Here \(X_{in}= [1 - (1 + 2\phi \mu _{H_2}/\mu _{O_2})z]/\mu_{in}\), and \(z_{st}=\mu _{O_2} / ( {\mu _{O_2} + 2\mu _{H_2} +\alpha \mu _{in} })\) is the mass fraction of oxygen in the hydrogen–air mixture with a stoichiometric ratio of the oxidizer and the fuel (\(\phi\) = 1).

The composition (molar mass \(\mu\)) of the gas phase behind the ignition front changes in accordance with the chemical kinetics equation [13] correlated with the second law of thermodynamics; for the refined description of the thermodynamic part of the internal energy (6), it has the form

$${} f_6 = 4K_ + [W_1 (\mu )\rho ^2 - W_2 (T,\mu )\rho ],$$

$$W_1 (\mu ) = \frac{(1 - {\mu }/{\mu _{\max } })^2}{\mu },$$

(7)

———

* **Task requirements**:
(1) In the combustion passage, what does the quantity z_st represent?
(2) List every molar mass symbol (μ with a subscript) that appears in the combustion passage's formula for z_st.

Named-object pointing records:
———

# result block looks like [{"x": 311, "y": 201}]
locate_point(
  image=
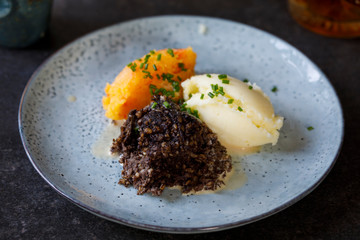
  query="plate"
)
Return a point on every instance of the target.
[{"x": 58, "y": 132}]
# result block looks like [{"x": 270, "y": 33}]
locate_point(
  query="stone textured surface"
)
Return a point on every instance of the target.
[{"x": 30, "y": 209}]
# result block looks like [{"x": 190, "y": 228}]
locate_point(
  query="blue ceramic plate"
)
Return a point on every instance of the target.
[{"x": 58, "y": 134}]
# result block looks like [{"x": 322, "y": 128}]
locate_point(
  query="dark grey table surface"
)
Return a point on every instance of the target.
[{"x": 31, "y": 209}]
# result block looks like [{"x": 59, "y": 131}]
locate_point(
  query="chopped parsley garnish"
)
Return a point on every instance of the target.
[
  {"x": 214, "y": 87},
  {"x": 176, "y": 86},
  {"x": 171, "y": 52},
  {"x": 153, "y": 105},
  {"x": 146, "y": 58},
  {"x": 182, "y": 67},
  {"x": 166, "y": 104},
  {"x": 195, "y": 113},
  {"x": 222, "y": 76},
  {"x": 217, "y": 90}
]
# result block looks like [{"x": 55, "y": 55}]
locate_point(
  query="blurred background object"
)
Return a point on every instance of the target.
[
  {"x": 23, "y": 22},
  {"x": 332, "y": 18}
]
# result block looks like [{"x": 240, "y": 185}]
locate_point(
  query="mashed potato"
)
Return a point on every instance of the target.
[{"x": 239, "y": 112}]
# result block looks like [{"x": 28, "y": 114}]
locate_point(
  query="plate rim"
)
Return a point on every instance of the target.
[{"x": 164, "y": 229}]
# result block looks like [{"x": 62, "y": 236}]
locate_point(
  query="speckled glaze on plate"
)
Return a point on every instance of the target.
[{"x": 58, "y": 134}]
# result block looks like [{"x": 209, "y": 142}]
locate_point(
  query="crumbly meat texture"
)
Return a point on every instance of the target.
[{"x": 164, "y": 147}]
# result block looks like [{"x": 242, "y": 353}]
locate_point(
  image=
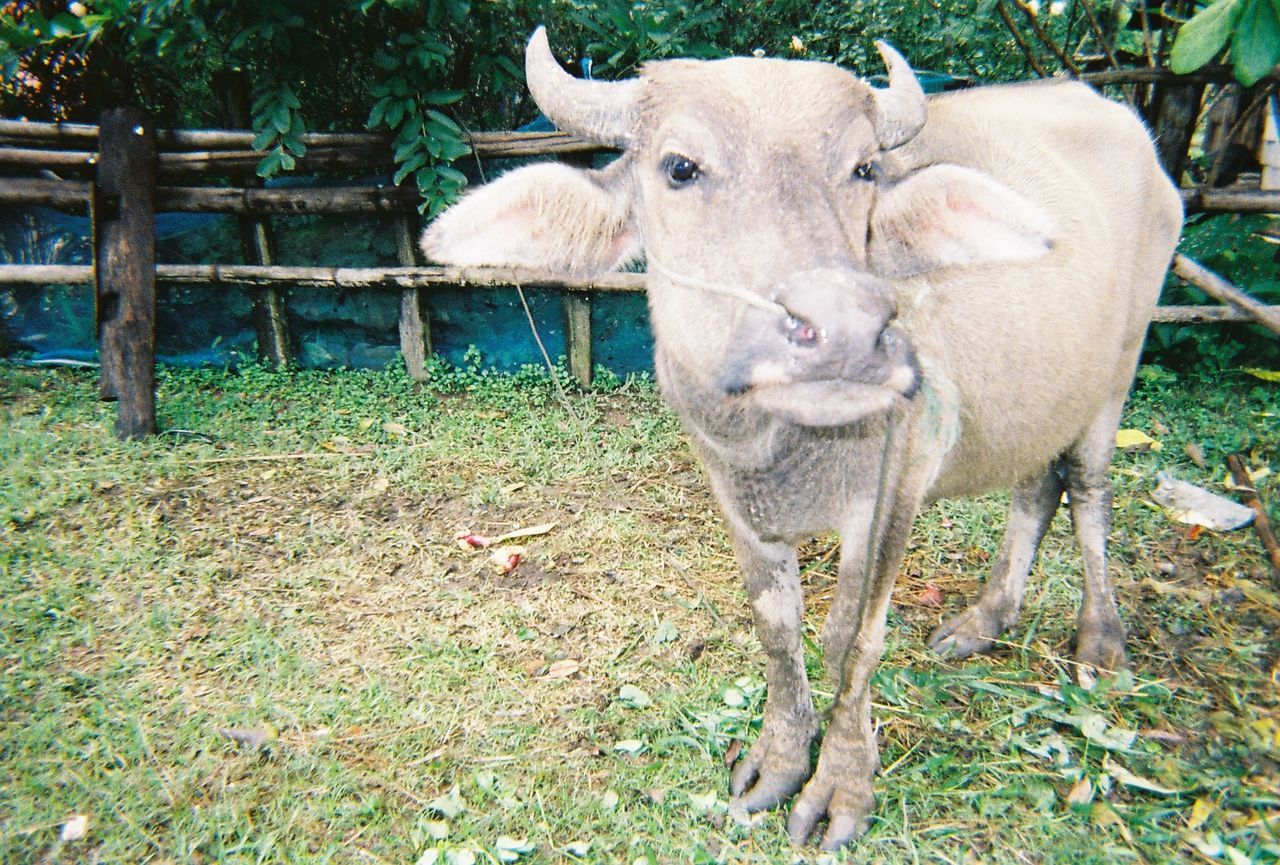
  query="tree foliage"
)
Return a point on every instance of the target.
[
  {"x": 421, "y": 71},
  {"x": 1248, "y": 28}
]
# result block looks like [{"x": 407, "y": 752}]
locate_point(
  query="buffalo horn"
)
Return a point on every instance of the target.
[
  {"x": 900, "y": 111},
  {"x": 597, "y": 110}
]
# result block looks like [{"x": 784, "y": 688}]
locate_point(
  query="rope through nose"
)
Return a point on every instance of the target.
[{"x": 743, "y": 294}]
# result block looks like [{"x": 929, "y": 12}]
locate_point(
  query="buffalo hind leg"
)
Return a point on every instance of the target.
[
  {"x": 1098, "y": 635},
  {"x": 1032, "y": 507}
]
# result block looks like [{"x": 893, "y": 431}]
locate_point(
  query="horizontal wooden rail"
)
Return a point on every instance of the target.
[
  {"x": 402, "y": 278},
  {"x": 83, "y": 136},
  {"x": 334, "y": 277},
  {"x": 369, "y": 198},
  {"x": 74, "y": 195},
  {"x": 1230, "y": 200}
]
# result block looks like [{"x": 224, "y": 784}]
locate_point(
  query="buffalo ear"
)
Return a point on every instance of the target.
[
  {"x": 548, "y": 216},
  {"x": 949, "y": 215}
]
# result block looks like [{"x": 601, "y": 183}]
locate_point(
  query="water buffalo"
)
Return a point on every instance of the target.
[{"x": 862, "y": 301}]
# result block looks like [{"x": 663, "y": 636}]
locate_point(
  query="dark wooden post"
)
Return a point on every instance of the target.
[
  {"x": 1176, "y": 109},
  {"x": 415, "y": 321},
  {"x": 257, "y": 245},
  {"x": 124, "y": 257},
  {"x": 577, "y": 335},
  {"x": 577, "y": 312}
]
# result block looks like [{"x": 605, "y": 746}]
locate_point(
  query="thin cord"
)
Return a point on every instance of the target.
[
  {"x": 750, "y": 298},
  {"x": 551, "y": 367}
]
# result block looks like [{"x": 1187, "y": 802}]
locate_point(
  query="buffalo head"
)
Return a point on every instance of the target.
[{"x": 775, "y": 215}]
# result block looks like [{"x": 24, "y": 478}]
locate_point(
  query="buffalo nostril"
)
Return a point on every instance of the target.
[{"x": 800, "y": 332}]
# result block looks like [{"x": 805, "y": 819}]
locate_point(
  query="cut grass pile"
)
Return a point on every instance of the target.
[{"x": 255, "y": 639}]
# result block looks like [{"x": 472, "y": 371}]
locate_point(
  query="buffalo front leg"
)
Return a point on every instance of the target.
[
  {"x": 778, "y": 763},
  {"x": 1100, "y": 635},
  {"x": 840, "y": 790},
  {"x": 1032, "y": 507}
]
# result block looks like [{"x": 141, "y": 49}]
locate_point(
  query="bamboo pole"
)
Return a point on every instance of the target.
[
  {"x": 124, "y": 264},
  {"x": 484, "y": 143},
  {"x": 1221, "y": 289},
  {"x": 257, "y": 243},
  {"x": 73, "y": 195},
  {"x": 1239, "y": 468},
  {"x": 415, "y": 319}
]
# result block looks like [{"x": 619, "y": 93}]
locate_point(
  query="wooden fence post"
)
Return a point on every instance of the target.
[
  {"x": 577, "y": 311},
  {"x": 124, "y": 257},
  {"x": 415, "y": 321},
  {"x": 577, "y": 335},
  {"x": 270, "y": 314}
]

———

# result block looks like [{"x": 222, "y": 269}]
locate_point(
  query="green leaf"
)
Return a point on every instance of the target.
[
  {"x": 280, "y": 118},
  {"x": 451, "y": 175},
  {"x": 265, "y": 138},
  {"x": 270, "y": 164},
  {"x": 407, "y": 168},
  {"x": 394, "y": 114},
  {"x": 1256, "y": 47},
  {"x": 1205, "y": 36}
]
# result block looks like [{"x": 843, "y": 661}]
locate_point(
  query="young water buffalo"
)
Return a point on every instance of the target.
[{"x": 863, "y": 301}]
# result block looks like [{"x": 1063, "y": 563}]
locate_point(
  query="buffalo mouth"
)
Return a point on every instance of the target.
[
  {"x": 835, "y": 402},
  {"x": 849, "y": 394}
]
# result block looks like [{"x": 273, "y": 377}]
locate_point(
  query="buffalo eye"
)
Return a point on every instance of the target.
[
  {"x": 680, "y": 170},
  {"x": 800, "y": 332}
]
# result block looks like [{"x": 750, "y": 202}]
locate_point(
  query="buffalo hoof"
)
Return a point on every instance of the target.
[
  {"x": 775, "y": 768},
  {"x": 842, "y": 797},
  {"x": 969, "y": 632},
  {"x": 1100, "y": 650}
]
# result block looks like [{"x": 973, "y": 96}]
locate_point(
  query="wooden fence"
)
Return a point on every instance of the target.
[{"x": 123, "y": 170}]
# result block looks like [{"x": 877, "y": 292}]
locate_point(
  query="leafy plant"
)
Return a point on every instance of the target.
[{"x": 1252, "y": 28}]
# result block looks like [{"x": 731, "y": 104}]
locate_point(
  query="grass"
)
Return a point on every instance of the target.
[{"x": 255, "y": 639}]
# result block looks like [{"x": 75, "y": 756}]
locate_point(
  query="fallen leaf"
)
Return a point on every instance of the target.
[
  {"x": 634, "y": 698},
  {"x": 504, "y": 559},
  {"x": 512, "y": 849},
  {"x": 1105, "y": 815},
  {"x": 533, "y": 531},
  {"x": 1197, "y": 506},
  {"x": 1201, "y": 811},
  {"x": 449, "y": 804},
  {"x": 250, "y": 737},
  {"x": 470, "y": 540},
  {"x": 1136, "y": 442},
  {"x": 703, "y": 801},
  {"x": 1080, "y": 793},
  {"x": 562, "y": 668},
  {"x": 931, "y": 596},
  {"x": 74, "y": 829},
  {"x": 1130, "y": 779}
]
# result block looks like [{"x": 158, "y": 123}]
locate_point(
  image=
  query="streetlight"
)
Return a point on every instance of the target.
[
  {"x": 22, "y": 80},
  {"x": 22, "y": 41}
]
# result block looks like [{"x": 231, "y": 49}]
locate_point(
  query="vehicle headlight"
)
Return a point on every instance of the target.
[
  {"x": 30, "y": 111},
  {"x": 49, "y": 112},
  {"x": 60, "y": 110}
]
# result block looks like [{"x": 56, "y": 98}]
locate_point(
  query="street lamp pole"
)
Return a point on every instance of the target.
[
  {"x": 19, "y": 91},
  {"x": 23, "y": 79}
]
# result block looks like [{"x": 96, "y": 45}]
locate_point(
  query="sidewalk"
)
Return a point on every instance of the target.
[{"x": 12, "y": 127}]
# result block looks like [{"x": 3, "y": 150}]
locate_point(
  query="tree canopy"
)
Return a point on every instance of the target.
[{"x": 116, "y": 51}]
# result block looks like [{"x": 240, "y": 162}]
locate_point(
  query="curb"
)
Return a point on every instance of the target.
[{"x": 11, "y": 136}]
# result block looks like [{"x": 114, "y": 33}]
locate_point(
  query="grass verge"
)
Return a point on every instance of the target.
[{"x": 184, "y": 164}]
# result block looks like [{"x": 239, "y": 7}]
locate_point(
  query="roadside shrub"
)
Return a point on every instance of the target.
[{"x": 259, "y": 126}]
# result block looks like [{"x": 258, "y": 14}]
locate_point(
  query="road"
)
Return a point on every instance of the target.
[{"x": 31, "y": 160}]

———

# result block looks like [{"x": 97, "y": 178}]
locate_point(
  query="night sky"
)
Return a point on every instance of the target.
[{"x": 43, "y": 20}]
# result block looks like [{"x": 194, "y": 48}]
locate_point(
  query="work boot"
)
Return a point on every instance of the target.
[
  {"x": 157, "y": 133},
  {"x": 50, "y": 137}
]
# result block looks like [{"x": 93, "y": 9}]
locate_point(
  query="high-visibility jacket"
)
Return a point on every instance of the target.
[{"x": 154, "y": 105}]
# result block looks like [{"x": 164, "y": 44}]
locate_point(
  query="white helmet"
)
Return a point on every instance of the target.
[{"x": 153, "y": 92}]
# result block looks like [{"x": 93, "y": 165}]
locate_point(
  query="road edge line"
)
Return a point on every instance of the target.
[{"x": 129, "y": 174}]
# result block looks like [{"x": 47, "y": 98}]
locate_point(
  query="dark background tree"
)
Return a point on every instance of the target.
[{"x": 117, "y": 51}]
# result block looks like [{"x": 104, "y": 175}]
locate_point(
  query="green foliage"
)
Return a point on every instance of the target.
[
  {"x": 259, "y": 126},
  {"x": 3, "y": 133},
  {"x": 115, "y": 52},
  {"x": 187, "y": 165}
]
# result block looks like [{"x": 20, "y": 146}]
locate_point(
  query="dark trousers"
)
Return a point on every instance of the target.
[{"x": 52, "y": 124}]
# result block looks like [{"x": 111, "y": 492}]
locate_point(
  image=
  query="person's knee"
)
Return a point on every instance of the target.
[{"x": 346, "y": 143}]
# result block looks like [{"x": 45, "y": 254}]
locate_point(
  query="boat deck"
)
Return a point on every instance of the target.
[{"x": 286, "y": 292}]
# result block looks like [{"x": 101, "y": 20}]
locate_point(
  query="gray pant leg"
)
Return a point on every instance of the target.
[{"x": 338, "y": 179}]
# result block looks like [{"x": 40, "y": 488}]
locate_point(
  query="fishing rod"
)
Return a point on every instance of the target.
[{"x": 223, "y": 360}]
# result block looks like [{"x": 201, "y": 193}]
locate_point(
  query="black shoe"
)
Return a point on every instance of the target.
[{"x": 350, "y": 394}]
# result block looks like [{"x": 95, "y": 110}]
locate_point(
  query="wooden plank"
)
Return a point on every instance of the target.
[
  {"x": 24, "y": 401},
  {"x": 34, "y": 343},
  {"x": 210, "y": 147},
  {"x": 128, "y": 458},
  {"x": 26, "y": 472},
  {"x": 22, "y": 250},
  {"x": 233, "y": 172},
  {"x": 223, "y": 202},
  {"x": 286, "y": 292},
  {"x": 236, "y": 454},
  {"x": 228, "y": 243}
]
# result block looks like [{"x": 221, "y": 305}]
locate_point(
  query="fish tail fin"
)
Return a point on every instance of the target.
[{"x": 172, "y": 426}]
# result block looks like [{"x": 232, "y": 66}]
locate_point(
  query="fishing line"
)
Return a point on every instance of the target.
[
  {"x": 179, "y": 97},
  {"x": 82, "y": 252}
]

———

* **Responses by task**:
(1) It is the mass fraction of oxygen in the hydrogen–air mixture with a stoichiometric ratio of the oxidizer and the fuel (φ = 1).

(2) μ_O2, μ_H2, μ_in